## WHAT IS REQUIRED
Output each entry verbatim and exclude every picture from it.

+ + + +

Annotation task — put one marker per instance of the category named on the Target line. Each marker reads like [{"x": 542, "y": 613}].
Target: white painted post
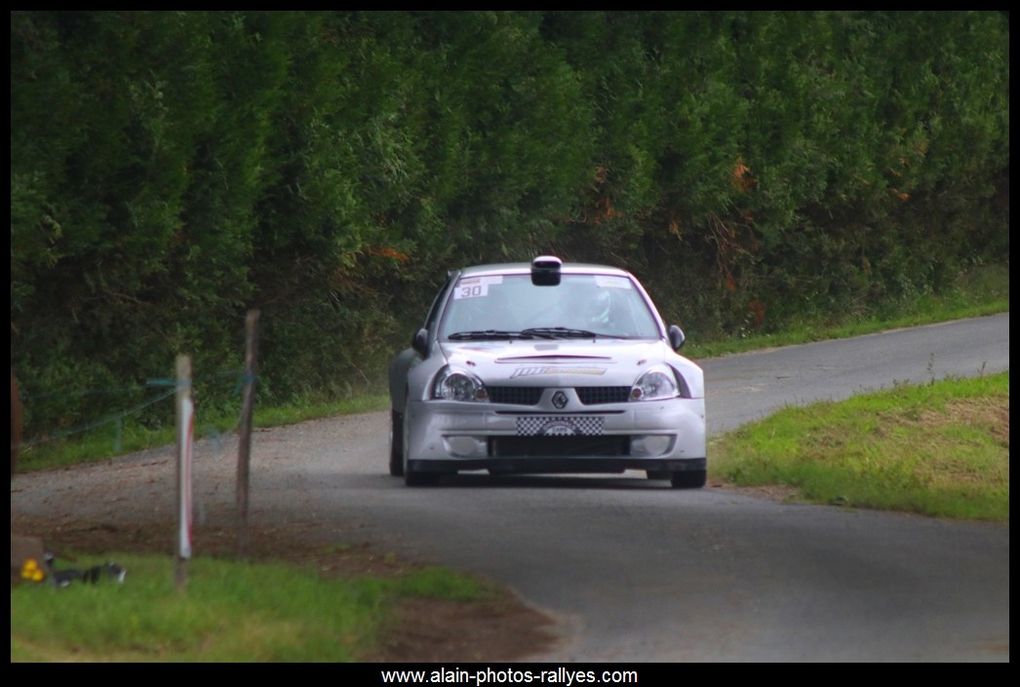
[
  {"x": 186, "y": 429},
  {"x": 245, "y": 431}
]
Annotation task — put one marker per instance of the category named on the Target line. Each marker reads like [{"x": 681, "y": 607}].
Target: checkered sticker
[{"x": 559, "y": 426}]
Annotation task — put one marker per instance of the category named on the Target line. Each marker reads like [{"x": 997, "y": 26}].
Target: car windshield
[{"x": 580, "y": 306}]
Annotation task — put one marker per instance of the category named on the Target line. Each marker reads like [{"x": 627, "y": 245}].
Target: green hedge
[{"x": 170, "y": 170}]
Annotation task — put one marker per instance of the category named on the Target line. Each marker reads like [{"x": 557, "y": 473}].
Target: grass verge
[
  {"x": 984, "y": 291},
  {"x": 936, "y": 450},
  {"x": 110, "y": 440},
  {"x": 231, "y": 612}
]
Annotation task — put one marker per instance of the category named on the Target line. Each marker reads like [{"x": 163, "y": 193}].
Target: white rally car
[{"x": 546, "y": 368}]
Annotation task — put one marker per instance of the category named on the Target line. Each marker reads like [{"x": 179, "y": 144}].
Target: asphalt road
[{"x": 633, "y": 570}]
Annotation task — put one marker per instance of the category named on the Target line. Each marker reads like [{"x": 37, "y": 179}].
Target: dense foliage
[{"x": 170, "y": 170}]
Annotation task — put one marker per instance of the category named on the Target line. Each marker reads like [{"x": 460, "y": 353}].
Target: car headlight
[
  {"x": 655, "y": 384},
  {"x": 453, "y": 384}
]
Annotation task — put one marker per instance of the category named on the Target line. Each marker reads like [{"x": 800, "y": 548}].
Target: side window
[{"x": 434, "y": 312}]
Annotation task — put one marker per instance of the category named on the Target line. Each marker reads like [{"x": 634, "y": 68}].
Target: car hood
[{"x": 601, "y": 362}]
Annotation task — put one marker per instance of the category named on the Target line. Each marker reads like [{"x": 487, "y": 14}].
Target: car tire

+ + + +

## ANSWER SECTION
Annotation task — put one marker per instance of the category named on the Target line. Each marker reads like [{"x": 542, "y": 613}].
Target: white painted post
[
  {"x": 186, "y": 429},
  {"x": 245, "y": 431}
]
Annotation task — put one marker per instance of the category named on the Target line. Each marker reads like [{"x": 681, "y": 607}].
Target: checkered sticker
[{"x": 559, "y": 426}]
Annotation task — put one marker per instance of the category named on the Target line. Each marker reads like [{"x": 997, "y": 26}].
Target: car windshield
[{"x": 580, "y": 306}]
Annotation task — put one marker per instance of the category named on the Target line. Each marker reads like [{"x": 627, "y": 245}].
Target: green hedge
[{"x": 170, "y": 170}]
Annotation task — put one marker per instance of the category named on the Target line. Each marker reads like [{"x": 557, "y": 473}].
Target: grass verge
[
  {"x": 984, "y": 291},
  {"x": 936, "y": 450},
  {"x": 110, "y": 440},
  {"x": 231, "y": 612}
]
Annotation task — put one marker per instance of the category named on the Target line. Each marker reads like [{"x": 163, "y": 193}].
Target: white rally car
[{"x": 546, "y": 368}]
Annotation task — put one marker per instance of the category named on the Target line. Each marker reads like [{"x": 179, "y": 144}].
Target: asphalt road
[{"x": 633, "y": 570}]
Annotation task — put one marker per instance of the category named on the Target line. Each marker reads like [{"x": 37, "y": 179}].
Target: dense foliage
[{"x": 170, "y": 170}]
Annotation task — put one marker per instance of the category named on the Target line. Each marker reads like [{"x": 460, "y": 353}].
Target: car headlight
[
  {"x": 655, "y": 384},
  {"x": 453, "y": 384}
]
Annotation task — put one marker per instance of the category named on the Target line. Each marker reads like [{"x": 800, "y": 548}].
Target: side window
[{"x": 434, "y": 312}]
Annotation task — put one marker per instance of the category named on the Target line. Each marker reads like [{"x": 634, "y": 68}].
Target: car hood
[{"x": 601, "y": 362}]
Annotation task — put one marker per instance of the category named on the Target line. Each marker reads like [{"x": 487, "y": 14}].
Target: car tire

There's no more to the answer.